§ Task to complete
Reproduce every one of the following records word for word, keeping each line as it stands.

§ Records supplied
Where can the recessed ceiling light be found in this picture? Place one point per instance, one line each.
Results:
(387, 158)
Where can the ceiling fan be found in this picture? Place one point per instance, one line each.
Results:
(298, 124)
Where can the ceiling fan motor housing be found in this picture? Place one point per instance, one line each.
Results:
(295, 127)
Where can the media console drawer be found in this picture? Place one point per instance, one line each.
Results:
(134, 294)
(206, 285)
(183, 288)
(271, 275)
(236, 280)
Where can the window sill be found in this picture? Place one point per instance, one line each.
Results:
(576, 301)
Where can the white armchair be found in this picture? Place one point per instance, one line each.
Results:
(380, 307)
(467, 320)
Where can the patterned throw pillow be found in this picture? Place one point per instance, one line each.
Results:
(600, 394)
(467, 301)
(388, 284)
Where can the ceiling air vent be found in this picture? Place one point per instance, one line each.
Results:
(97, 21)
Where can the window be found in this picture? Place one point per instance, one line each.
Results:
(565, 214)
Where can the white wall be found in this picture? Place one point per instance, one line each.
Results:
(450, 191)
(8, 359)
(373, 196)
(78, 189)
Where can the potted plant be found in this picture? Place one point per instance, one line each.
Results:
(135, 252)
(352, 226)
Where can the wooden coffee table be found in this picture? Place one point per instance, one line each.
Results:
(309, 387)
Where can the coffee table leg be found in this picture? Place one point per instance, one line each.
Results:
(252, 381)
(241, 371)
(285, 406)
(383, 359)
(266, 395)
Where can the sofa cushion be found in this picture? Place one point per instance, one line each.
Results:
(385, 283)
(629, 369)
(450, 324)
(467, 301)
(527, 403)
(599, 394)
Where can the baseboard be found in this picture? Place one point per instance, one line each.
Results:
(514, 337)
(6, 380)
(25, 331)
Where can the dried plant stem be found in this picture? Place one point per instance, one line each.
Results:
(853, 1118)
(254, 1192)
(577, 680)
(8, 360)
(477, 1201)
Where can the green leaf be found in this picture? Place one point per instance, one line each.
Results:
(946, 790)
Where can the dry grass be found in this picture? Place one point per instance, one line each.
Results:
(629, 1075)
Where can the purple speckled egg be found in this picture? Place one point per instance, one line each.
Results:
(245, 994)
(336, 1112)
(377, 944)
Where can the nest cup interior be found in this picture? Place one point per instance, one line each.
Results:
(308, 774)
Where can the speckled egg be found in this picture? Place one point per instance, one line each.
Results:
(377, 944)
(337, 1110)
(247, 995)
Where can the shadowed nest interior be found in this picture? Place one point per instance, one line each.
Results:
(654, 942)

§ Answer to the problem
Where can the recessed ceiling light be found in this picture? Place one point per instance, one line each.
Results:
(387, 158)
Where can the ceiling fan be found in this picture? Place one point per instance, one line each.
Results:
(298, 124)
Where can the ceiling fan motor housing be found in this picture? Place one point per instance, one line each.
Results:
(295, 127)
Where can the media console drawer be found in this picture? Place one point per instance, one line each.
Results:
(134, 294)
(206, 285)
(183, 288)
(271, 275)
(236, 280)
Where can the window sill be found in this picture? Place one point per instance, one line each.
Results:
(576, 301)
Where can the white armchair be found in this picture? Place one point per instance, one line each.
Results:
(380, 307)
(467, 320)
Where can the patterned throw pillow be found in this picture? Place one point per instance, one line each.
Results:
(600, 394)
(467, 301)
(388, 284)
Where can the ceiling air vent be found in this picture? Place one point per instance, one line each.
Results:
(97, 21)
Where can the window be found in this picture? Place one point per instance, one line each.
Results:
(565, 214)
Where can the white wall be found in this picture? Place one point per instance, one line each.
Results:
(450, 191)
(8, 359)
(373, 196)
(78, 189)
Where can the potted plant be found in this picture? Place one point per instance, one line each.
Results:
(135, 252)
(352, 226)
Where can the wooden coffee table be found in this picture? Place one point per instance, one line each.
Results:
(309, 387)
Where can the coffee table leg be found in this picture? Place one point per instance, one line each.
Results:
(252, 381)
(241, 371)
(285, 406)
(383, 359)
(266, 395)
Where can the sofa cushion be found in this picture? Place one point per instance, one line each.
Results:
(385, 283)
(629, 369)
(450, 324)
(467, 301)
(527, 403)
(599, 394)
Where can the baseboard be found in this picture? Place one point per instance, one line each.
Results:
(514, 337)
(6, 380)
(25, 331)
Where can the dried plant stem be found in this picture? Place one point per instance, one line each.
Results:
(853, 1118)
(254, 1192)
(577, 680)
(8, 360)
(477, 1201)
Where can the green leaf be found in this picture? Place one point per instance, one line each.
Results:
(946, 790)
Where can the dry grass be found in this picture? Place one point per instance, one line each.
Results:
(629, 1075)
Where can the purple speckled egg be found in this picture? Place one point per instance, one line each.
Results:
(245, 994)
(336, 1112)
(377, 944)
Where can the nest cup interior be found in this picture? Place one point per instance, one line each.
Results:
(308, 774)
Where can the speckled egg be found in this picture? Place one point per instance, one line each.
Results:
(377, 944)
(337, 1110)
(247, 995)
Where can the shadowed nest interior be found in this picture? Place one point per instance, one line each.
Results:
(654, 942)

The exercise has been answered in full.